Here are some records; return them all exactly.

[[ Records supplied, beginning ]]

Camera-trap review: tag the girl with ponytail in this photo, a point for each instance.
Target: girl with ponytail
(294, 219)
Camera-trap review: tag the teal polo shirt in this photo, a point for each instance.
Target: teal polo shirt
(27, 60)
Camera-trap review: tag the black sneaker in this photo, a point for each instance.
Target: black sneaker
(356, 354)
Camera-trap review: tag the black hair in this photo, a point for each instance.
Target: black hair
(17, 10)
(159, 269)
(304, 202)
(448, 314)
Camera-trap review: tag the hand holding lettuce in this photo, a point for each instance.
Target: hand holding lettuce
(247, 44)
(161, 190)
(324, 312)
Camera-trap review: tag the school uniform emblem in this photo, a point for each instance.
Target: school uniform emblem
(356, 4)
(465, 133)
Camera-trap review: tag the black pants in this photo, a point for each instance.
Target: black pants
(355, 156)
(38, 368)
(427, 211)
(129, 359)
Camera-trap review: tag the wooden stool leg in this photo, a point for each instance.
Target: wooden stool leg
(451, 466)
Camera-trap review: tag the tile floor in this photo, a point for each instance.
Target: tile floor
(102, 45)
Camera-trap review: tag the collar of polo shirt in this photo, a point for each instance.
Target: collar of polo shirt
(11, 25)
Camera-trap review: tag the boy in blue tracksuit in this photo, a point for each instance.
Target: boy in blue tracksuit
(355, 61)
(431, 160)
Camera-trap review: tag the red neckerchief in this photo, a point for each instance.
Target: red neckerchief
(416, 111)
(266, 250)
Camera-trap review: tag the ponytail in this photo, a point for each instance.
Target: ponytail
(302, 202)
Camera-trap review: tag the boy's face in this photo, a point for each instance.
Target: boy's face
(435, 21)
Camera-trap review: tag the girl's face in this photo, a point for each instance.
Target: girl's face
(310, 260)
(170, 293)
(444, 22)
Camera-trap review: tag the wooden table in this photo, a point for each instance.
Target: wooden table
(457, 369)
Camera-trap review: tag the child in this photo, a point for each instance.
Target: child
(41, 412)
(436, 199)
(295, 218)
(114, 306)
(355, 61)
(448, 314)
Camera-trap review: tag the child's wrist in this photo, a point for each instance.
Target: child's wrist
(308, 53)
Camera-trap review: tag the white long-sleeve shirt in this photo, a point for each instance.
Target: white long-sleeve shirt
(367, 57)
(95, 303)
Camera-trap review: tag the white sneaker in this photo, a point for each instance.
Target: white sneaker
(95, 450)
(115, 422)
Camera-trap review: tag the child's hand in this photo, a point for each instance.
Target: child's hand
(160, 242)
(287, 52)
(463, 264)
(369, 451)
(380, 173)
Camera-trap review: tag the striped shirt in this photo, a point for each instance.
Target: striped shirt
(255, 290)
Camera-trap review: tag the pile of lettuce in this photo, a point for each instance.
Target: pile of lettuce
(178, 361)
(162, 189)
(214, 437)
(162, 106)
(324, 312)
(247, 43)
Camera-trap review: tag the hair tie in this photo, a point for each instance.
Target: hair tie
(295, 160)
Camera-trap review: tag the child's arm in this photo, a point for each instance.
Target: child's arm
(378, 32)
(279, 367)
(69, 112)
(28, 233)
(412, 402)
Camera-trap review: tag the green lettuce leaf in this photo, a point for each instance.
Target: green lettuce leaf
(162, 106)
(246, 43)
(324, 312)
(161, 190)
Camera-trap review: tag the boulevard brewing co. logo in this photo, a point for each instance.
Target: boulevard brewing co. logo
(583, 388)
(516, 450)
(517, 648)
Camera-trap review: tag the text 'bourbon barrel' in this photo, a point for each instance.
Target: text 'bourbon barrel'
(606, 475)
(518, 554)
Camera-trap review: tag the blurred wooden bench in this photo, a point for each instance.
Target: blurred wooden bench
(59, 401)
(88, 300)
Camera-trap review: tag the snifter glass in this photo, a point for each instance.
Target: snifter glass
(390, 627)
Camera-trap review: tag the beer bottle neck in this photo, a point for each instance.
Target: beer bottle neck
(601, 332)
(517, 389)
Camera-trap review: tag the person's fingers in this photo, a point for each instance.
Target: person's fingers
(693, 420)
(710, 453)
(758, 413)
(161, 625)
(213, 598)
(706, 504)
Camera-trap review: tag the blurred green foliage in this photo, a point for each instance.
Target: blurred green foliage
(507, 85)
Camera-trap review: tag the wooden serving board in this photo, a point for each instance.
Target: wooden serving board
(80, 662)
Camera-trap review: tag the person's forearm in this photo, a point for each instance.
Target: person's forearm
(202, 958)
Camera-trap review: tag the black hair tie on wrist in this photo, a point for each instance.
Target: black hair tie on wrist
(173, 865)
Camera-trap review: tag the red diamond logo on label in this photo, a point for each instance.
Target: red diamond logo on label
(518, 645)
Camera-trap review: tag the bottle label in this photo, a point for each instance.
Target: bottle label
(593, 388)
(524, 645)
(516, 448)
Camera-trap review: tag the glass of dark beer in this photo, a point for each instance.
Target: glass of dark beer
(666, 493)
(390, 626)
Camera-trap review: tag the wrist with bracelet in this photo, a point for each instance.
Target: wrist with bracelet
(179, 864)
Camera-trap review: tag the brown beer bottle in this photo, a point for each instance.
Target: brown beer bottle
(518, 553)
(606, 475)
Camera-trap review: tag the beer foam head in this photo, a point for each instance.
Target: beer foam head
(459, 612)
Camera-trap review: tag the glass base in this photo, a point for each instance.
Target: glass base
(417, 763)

[[ Records supplied, end ]]

▶ **Exercise response**
Camera-trap review: tag the girl with ponytail in this photo, a point for each instance.
Target: girl with ponytail
(294, 219)
Camera-trap review: tag the teal polo shirt in this photo, a point for each instance.
Target: teal polo shirt
(27, 60)
Camera-trap review: tag the black sneaker in this photo, a point for each instance.
Target: black sneaker
(356, 354)
Camera-trap review: tag the black hair in this photo, a point for each instance.
Target: black hair
(17, 10)
(159, 269)
(304, 202)
(448, 314)
Camera-trap review: tag the hand holding lettuce in this photo, a point for each instance.
Target: hand holding lettuce
(247, 44)
(161, 190)
(324, 312)
Camera-trap review: tag the school uniform emblem in this photo, a point for each instance.
Target: school uniform emblem
(356, 4)
(465, 133)
Camera-trap review: tag the black pants in this photo, a point for each instance.
Target: black pants
(355, 156)
(38, 368)
(427, 211)
(129, 359)
Camera-trap review: tag the wooden stool leg in this photo, a point for each instance.
Target: wooden stool leg
(451, 466)
Camera-trap review: tag the tile floor in this photo, a point for each instance.
Target: tile floor
(102, 45)
Camera-trap review: tag the collar of polo shirt in this photo, a point for each instance.
Target: collar of polo shirt
(11, 25)
Camera-trap review: tag the boy in blue tracksuit in this photo, a point for each instance.
Target: boy in blue tracksuit
(355, 61)
(431, 160)
Camera-trap review: tag the red neckerchief in this photo, a point for each instance.
Target: red neckerchief
(416, 111)
(266, 250)
Camera-trap review: tag the ponytail in this photo, a point for each instance.
Target: ponytail
(302, 202)
Camera-trap review: tag the boy's face in this photo, a point for each instance.
Target: boy's face
(435, 21)
Camera-trap review: tag the girl's face in this photo, a point for each instance.
Target: girl's face
(310, 260)
(170, 293)
(444, 22)
Camera-trap review: tag the wooden table in this photo, a point for each instance.
Target: wooden table
(457, 369)
Camera-trap review: tag the child in this photo, a point for each instance.
Target: child
(41, 412)
(436, 199)
(295, 218)
(114, 306)
(355, 61)
(448, 314)
Camera-trap review: tag the child's wrist in this photo, a point for each instance.
Target: child's wrist
(308, 53)
Camera-trap review: tag the white long-sleeve shirt in this photo, a point for each instance.
Target: white long-sleeve shirt
(367, 57)
(95, 303)
Camera-trap review: tag the white sneaker in this photo, a point for each instance.
Target: white sneaker
(95, 450)
(115, 422)
Camera-trap review: tag the child's hand in this photo, a point for each instance.
Target: child's hand
(160, 242)
(287, 52)
(463, 264)
(369, 451)
(380, 173)
Camera-trap review: tag the striped shirt in this photo, a point for each instance.
Target: striped shirt
(255, 290)
Camera-trap review: tag the pile of lettuce in this photo, a point for each instance.
Target: pile of lettuce
(178, 361)
(162, 189)
(214, 437)
(162, 106)
(324, 312)
(247, 43)
Camera-trap review: tag the hair tie in this photo, a point for each instance.
Target: hair tie
(295, 160)
Camera-trap review: tag the child's arm in this photo, a point for each instance.
Target: child's arm
(378, 32)
(279, 367)
(69, 112)
(28, 233)
(412, 402)
Camera-trap review: tag the green lettuce leaf in this photo, a point for each instance.
Target: green lettuce leaf
(162, 106)
(246, 43)
(324, 312)
(161, 190)
Camera-trap review: tag the boulevard brewing co. logo in this photo, a point for each instance.
Target: boulevard brewing co. logo
(583, 388)
(516, 450)
(517, 648)
Camera-trap review: tag the text 'bourbon barrel' in this photo, a point for each instance.
Target: text 'bourbon barrel'
(606, 475)
(518, 554)
Camera-trap review: tag the blurred wooden bench in this photo, a point for each instance.
Target: blurred wooden bench
(59, 401)
(88, 300)
Camera-trap review: tag the snifter glass in this photo, a point for each instance.
Target: snifter glass
(390, 627)
Camera-trap review: tag the beer bottle neck in this photo, a point for each instance.
Target: beer bottle neck
(601, 332)
(517, 389)
Camera-trap review: tag the person's fingers in this photo, a point for each instance.
Target: person's fingers
(693, 420)
(710, 453)
(758, 413)
(161, 625)
(213, 598)
(706, 504)
Camera-trap review: tag the blurred green foliage in this photo, a point for each instance.
Target: blurred green foliage
(507, 85)
Camera-trap review: tag the wooden serving board in this photo, a point for each instance.
Target: wooden serving board
(80, 662)
Camera-trap review: tag the person's forearm in this photo, a point for each instance.
Target: person's forearm
(202, 958)
Camera-trap review: tag the black hair tie on wrist in this photo, a point for each instance.
Target: black hair tie on wrist
(173, 865)
Camera-trap review: tag the red diamond logo on label in this photo, a point for each instance.
Target: red diamond logo on label
(518, 645)
Camera-trap review: tag the bottle label in this photo, a point for each instance.
Target: bottle label
(593, 388)
(524, 645)
(516, 448)
Camera-trap review: tag the glass of dark beer in this photo, a point for each instance.
Target: glass of dark beer
(666, 493)
(390, 626)
Camera-trap review: tag the wrist with bracelet in this photo, a point for each instance.
Target: wrist with bracelet
(179, 864)
Camera-trap review: tag the brown beer bottle in this photo, a point for each instance.
Target: brown beer bottle
(518, 553)
(606, 475)
Camera-trap review: tag the beer foam head in this photo, a point for each instance.
Target: beer foam head
(459, 612)
Camera-trap review: tag the glass base in this photo, a point for each instance.
Target: glass base
(417, 763)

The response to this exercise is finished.